*TEXT BLOCK*.
——

Major exhibition in Spain on Félix González-Torres, artist of queer identity


Through Sept. 12, MACBA in Barcelona is hosting an extensive retrospective on Félix González-Torres, an artist who has had wide influence on queer aesthetics and who has long reflected on issues of identity and relationship.

The MACBA - Museo de Arte Contemporáneo de Barcelona is organizing, from March 26 to September 12, 2021, a major retrospective exhibition on the great Cuban artist Félix González-Torres (Guámairo, 1957 - Madrid, 1996), who died prematurely at the age of thirty-nine from complications due to AIDS. The exhibition, entitled Félix González-Torres. Política de la relación, aims to situate the Cuban artist’s work in the debate on postcolonialism and within the histories that connect Spain to the American continent, especially insofar as these histories deal with issues such as memory, authority, freedom, and national identity. González-Torres’ work is thus read in relation to Spanish, Latin American, and Caribbean cultures, and not as a simple individual biographical story: the aim of the exhibition is to bring out the complexity of the artist’s work, and as a result, different interpretations are proposed that derive from this line of research, which also emphasizes the formative influences of González-Torres’ work on queer aesthetics.

Following the thought of Martinique writer and philosopher Edouard Glissant, the exhibition seeks to highlight the idea of the need for opacity as opposed to total transparency or instant legibility: the conceptual dimension of González-Torres’s work is thus compared to Glissant’s position because of the emphasis they both place on the concept of mutability, and because of their common adherence to a poetics of relationship, a concept that can be extended to the politics of relationship.



The exhibition is structured in a succession of four rooms, each focusing on a specific set of issues addressed by the artist. These themes are interconnected throughout the exhibition and unfold through the presence of the works outside the museum. Together, these spaces constitute the five “chapters” that make up the exhibition. The first room presents a selection of pieces that address the broad political aspect of González-Torres’ practice in relation to concepts of authority, judgment and memory. These works are linked by indirect allusions to authoritarian establishment culture, fascism and social conservatism, as well as to the specific repression of the gay community and homophobic attitudes, with repeated forays into the Spanish context (due to the repression the community was subjected to during the Franco regime and also for years afterwards).

——

*DATA SUPPLIED*.
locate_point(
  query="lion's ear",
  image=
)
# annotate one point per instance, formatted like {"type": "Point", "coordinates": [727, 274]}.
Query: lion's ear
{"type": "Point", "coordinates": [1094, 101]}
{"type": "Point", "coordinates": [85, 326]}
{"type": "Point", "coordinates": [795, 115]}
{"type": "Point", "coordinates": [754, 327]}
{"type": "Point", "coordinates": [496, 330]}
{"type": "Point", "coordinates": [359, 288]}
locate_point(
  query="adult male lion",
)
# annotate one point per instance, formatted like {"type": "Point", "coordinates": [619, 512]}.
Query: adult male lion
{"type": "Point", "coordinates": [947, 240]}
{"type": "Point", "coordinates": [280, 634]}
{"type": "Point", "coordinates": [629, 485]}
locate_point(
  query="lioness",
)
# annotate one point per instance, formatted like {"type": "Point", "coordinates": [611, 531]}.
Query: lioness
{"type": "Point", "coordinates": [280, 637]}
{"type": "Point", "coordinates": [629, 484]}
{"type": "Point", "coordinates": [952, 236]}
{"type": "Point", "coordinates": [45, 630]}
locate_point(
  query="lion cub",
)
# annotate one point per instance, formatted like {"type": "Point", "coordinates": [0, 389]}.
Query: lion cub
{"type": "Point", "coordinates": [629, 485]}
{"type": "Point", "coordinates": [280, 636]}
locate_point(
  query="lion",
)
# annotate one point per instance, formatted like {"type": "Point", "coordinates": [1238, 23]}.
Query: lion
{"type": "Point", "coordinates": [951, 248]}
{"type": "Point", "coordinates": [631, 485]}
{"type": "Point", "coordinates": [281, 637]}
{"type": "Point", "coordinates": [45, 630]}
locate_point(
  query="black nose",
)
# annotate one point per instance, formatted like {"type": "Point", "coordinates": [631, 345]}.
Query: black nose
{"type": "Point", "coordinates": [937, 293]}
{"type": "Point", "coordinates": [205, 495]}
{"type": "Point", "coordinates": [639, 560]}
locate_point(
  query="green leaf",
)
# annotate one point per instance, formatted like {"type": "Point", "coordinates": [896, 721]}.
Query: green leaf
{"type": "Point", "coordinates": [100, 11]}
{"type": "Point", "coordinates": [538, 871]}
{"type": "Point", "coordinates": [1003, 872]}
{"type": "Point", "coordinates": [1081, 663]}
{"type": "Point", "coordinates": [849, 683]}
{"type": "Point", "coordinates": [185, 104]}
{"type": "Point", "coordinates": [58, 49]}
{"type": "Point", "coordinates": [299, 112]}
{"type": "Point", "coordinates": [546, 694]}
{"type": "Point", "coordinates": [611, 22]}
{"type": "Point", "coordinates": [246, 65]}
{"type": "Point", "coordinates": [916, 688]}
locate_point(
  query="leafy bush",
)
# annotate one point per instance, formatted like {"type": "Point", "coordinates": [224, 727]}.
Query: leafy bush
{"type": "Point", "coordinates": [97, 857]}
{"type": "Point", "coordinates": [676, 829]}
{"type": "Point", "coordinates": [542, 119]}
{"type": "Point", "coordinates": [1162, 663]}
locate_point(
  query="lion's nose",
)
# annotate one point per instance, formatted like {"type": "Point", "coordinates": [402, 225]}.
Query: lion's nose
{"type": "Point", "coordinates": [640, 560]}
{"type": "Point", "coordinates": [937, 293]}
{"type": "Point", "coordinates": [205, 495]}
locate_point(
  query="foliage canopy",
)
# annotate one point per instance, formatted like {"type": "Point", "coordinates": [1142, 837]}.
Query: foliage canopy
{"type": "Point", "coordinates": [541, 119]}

——

*REQUIRED WORK*.
• 1. According to the article on the Félix González-Torres exhibition, what dates does the MACBA retrospective run?
• 2. Check each statement against the article on the Félix González-Torres exhibition. For each, answer yes or no and quote the words that decide it. (a) The retrospective is being held at MACBA in Barcelona. (b) The exhibition is laid out in six rooms. (c) González-Torres died at the age of thirty-nine.
• 3. From the article on the Félix González-Torres exhibition, print everything from "Major exhibition in" down to "identity and relationship.".

*OUTPUTS IN ORDER*.
• 1. From March 26 to September 12, 2021.

• 2.
(a) Yes: "MACBA in Barcelona is hosting an extensive retrospective on Félix González-Torres"
(b) No: "The exhibition is structured in a succession of four rooms"
(c) Yes: "who died prematurely at the age of thirty-nine from complications due to AIDS"

• 3.
Major exhibition in Spain on Félix González-Torres, artist of queer identity


Through Sept. 12, MACBA in Barcelona is hosting an extensive retrospective on Félix González-Torres, an artist who has had wide influence on queer aesthetics and who has long reflected on issues of identity and relationship.